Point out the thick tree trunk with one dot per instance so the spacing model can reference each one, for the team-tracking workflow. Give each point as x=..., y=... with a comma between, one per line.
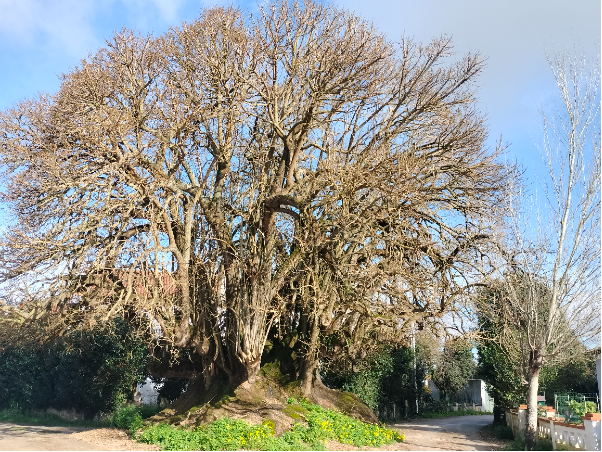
x=531, y=433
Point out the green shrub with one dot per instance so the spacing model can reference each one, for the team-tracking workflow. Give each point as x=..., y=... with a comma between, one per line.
x=127, y=417
x=231, y=434
x=86, y=371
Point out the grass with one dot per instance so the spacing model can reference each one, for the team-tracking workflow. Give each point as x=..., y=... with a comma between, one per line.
x=232, y=434
x=430, y=415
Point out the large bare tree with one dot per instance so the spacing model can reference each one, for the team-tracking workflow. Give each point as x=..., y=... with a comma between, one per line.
x=242, y=178
x=546, y=307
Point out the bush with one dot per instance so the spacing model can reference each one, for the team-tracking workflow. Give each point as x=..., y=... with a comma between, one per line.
x=86, y=371
x=127, y=417
x=231, y=434
x=384, y=380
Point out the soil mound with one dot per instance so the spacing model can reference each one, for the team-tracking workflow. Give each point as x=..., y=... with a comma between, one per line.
x=266, y=398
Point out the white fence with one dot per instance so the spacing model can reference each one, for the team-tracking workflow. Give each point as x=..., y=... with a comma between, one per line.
x=586, y=436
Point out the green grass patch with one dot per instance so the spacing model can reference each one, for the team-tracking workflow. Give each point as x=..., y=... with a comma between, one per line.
x=231, y=434
x=429, y=415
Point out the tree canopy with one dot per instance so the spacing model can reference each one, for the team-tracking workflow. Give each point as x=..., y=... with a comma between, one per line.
x=288, y=177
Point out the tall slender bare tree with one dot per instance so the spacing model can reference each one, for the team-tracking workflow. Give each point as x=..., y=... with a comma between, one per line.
x=548, y=306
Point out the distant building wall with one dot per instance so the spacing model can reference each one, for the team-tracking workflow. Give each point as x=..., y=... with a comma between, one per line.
x=148, y=391
x=435, y=393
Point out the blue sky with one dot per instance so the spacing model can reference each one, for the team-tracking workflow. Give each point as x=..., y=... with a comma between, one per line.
x=40, y=39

▶ Problem statement
Nothing in the entries above should change when they are printed again, except that the pictures are dropped.

▶ Solution for this task
Point out the thick tree trunk with one dot per instance so the spacing model can reference each one, for the team-tracking workflow. Give each point as x=..., y=... with a comma between, one per line.
x=531, y=433
Point out the green shrub with one dot per instance so the spacing model can reference each one, for the team-tracking workflow. Give each point as x=..., y=... with a comma between, one per line.
x=127, y=417
x=231, y=434
x=86, y=371
Point out the grass with one dot per instance so the spacing model can reference each one, for the team-tracking workflow. Give each point as x=..., y=... with a comma between, one per line.
x=232, y=434
x=430, y=415
Point out the large bare tree with one dot per instance so the spacing model can reference each one, for the team-tracking workflow. Give each point as x=..., y=... with a comma between, one per line.
x=242, y=178
x=546, y=307
Point out the bush with one dot per instance so the spacing model can reference each one, for the team-tracking workflow. Give each point as x=..., y=... with a comma between, one per line.
x=86, y=371
x=127, y=417
x=231, y=434
x=384, y=380
Point out the soil mound with one dot per instance so the spacing model can reference each one, for the team-tracking workflow. Give each point as x=..., y=... with a comma between, one per line.
x=266, y=398
Point out the white fence with one dot per instance so the spacing model can reference each one, for the team-tracking workflow. Give each point as x=..., y=... with a comma between, one per line.
x=586, y=436
Point out the green grass patch with one dot per instance so the spacing model can reference each one, for the team-tracking workflow. Give each point as x=..., y=... with a comma between, one per line.
x=231, y=434
x=429, y=415
Point out the tree canopy with one dot per instance so the spacing model can reference each one, for the team-tracking workflow. Give each point as x=..., y=... with a comma between, one per line.
x=288, y=177
Point out the tall slender bare tree with one dot per instance so the spacing model can reference each one, for the team-tracking workflow. Give each point as x=..., y=... with a comma between, one per line.
x=548, y=306
Point out the distant building wall with one dot per instance so the spacing model can reference each one, for the team-tracking workflow. Give each point as x=..., y=... with a comma between, one per line.
x=148, y=391
x=435, y=393
Point out the blue sky with one dot per instance so the spacing model can reference each one, for the team-tracking workflow. Give each point as x=..., y=... with a comma between, one per line.
x=40, y=39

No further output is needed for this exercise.